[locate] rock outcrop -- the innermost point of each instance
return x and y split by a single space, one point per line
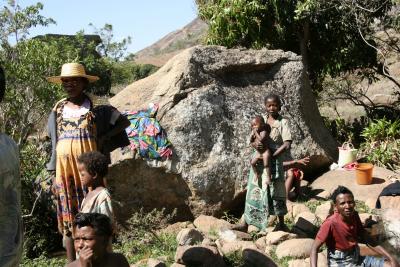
207 96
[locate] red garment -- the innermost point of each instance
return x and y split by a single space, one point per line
339 235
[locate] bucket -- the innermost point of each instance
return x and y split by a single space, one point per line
364 173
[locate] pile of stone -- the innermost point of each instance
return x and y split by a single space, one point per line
207 240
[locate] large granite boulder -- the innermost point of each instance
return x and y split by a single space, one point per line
207 96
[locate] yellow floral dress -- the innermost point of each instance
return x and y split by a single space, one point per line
76 134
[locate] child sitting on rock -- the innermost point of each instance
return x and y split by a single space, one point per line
260 132
341 233
93 167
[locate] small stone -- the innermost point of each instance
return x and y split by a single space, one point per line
207 224
297 248
252 228
274 238
189 237
260 243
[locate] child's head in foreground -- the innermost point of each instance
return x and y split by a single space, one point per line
343 200
258 123
93 167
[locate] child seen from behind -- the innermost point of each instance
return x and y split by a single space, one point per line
260 132
93 167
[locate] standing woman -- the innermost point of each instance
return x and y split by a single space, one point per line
73 129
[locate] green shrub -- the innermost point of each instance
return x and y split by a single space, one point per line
43 261
346 131
234 259
40 235
139 238
382 143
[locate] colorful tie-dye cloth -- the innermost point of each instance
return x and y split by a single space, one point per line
146 135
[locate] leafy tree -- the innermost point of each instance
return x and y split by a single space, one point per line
28 100
109 48
15 21
329 35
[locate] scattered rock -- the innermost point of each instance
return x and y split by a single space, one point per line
174 228
189 237
208 242
300 233
155 263
216 88
330 180
256 258
274 238
322 261
227 235
324 210
199 256
296 248
207 224
231 247
242 235
260 243
252 229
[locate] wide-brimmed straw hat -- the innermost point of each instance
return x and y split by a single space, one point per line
72 70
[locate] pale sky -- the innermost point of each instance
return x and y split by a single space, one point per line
146 21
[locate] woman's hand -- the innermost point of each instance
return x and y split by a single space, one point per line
53 182
257 145
101 141
85 257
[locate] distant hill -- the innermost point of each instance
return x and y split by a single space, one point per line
171 44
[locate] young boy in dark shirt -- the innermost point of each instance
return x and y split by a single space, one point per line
341 233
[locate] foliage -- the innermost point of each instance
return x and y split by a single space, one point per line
139 238
109 48
43 261
15 21
134 249
40 235
355 89
331 36
346 131
282 262
234 259
29 96
382 143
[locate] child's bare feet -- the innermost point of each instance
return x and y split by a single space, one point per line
267 172
256 177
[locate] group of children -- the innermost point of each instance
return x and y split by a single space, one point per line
342 231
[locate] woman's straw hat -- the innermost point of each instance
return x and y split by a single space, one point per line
72 70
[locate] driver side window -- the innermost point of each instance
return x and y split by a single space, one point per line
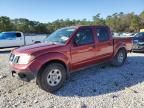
84 36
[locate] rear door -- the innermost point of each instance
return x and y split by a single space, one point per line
82 49
104 43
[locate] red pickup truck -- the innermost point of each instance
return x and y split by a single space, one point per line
65 51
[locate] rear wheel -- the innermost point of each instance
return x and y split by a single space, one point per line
120 58
52 78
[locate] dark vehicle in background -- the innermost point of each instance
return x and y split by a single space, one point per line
138 42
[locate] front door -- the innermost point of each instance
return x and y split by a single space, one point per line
82 50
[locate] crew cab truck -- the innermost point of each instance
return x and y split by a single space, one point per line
65 51
16 39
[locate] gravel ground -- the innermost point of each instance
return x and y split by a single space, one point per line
96 87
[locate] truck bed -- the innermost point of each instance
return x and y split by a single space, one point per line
126 41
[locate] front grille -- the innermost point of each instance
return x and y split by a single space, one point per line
14 59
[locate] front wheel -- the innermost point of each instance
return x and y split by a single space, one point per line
52 78
119 58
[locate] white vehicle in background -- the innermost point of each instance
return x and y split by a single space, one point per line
16 39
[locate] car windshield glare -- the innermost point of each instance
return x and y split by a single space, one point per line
60 36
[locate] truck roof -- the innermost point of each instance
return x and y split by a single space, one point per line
12 32
77 26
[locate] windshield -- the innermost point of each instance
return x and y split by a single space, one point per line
7 35
140 34
60 36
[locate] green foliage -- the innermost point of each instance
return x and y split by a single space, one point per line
118 22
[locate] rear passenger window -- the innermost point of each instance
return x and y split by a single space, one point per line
84 36
102 34
18 34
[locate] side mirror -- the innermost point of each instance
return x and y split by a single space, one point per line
75 42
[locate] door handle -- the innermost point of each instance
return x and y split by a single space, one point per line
93 46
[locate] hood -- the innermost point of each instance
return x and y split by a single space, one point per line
37 48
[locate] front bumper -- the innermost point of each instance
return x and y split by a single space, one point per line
22 72
23 76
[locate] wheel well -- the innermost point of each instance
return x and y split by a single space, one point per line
53 61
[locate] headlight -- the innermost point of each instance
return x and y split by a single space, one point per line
24 58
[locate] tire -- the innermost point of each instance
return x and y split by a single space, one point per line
119 58
52 78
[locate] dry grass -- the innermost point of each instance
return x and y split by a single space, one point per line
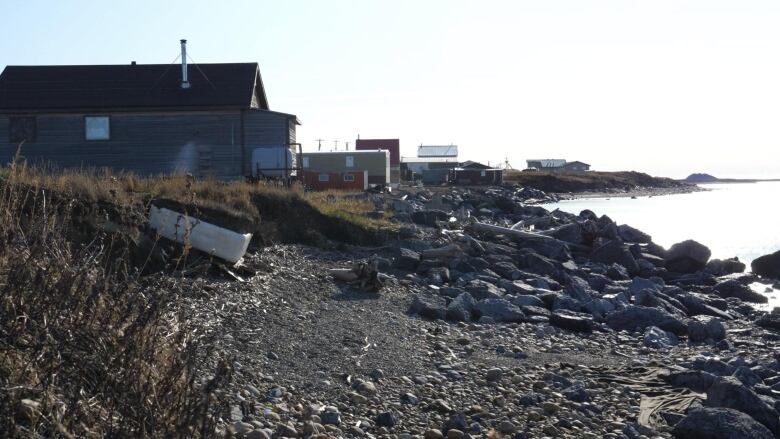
87 350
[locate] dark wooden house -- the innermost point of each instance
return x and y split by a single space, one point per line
204 119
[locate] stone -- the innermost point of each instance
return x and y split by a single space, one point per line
432 307
494 374
735 288
480 290
386 419
724 267
719 423
461 308
729 392
638 318
711 329
613 252
499 310
572 321
687 257
406 260
630 234
767 265
657 338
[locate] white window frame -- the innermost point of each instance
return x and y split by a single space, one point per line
97 135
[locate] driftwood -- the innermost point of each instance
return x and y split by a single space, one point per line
364 275
498 230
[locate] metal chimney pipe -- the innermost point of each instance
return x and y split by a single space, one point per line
184 82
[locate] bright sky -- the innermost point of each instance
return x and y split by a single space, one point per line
668 87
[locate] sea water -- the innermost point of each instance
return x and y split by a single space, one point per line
735 219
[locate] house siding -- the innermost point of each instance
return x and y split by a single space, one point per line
203 143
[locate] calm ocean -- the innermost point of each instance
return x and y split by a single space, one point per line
737 219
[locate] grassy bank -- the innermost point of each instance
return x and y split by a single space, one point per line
89 347
589 181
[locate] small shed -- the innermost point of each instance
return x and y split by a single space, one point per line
476 176
347 180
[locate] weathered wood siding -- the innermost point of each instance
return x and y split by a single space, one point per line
201 143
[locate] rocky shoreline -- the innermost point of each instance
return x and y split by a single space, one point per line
581 328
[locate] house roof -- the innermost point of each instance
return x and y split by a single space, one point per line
131 86
548 163
470 164
437 151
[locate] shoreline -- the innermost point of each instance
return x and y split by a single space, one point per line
635 193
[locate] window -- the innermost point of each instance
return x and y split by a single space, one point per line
21 129
97 128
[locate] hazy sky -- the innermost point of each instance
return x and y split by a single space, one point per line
666 87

━━━━

## [Given instruction]
The required output is the exact sequence of lines from the one containing "[locate] driftwood -- the" through the end of the listing, both endpoints included.

## [Solution to the problem]
[locate] driftwood -- the innermost point of each instance
return x and y split by a single space, one point per line
364 275
498 230
[locate] metal chimney pipe -- the innermost point of each instance
return x and y split by a single space, one point per line
184 82
[locate] bright sky -- the innermost point of each instance
return x and y split by a single space, one point per line
668 87
[locate] sea water -- the innermost point of each instance
return x and y split by a single space, one point per line
735 219
[locate] house siding -- the innermost point of each instance
return x and y split by a single space, one point per line
203 143
[locate] calm ocean -- the innermost point of each instance
return x and y split by a single space, one point per line
737 219
[locate] grassy bank -- the innermost point of each instance
return x and y split by a single space, one point per line
89 347
589 181
[locate] small shed -- the innermost point of each instance
return x and y split by a single space, one point per line
476 176
347 180
[locate] weathered wood siding -- the innermost point of each instance
return x and y split by a single space, one point per line
201 143
[locate] rocky shoreline -- the innermost point of each instance
return x and y split by a single space, one point per line
581 328
[locate] house roof -- the innermost point of each instance
return x and y split by a single space, one point per line
131 86
548 163
470 164
437 151
[locate] shoreline -- the innermost point of each instance
return x and y split by a single space, one point per line
635 193
[locate] window -- the innermost point of each instance
return x and y split by a single space, one point per line
21 129
97 128
[locate] hazy sky -- the innermost point of each instance
return x and y split by a single space, one point per line
666 87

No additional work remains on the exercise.